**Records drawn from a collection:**

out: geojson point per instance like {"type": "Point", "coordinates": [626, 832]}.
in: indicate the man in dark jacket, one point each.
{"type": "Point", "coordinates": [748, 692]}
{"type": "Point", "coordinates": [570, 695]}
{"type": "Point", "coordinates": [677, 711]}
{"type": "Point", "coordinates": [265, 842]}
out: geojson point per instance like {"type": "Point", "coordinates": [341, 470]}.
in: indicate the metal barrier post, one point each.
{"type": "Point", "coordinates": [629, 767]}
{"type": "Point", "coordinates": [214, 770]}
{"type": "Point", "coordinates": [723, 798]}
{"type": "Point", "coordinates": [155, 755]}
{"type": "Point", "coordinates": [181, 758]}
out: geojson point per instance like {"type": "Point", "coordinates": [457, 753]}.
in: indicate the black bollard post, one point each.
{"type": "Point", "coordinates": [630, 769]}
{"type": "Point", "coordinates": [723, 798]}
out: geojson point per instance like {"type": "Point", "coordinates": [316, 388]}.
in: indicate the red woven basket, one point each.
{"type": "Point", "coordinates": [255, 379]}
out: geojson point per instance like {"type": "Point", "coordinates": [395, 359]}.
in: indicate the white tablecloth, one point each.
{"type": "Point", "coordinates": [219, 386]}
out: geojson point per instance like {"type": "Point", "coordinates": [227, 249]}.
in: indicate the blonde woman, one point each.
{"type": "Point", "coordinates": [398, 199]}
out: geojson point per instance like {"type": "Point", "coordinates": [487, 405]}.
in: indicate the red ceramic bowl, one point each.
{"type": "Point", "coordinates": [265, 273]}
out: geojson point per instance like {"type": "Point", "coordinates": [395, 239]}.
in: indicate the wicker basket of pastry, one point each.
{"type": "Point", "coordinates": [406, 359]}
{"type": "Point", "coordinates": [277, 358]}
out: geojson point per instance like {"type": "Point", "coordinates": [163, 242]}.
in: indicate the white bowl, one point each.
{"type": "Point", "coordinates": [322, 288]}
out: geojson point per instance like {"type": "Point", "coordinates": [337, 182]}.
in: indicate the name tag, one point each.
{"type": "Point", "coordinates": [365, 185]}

**TO BE DONE:** Count the lines above that contain the string "post", with case treated as significant. Reply with the count alone.

**ANSWER FOR THE TASK:** 2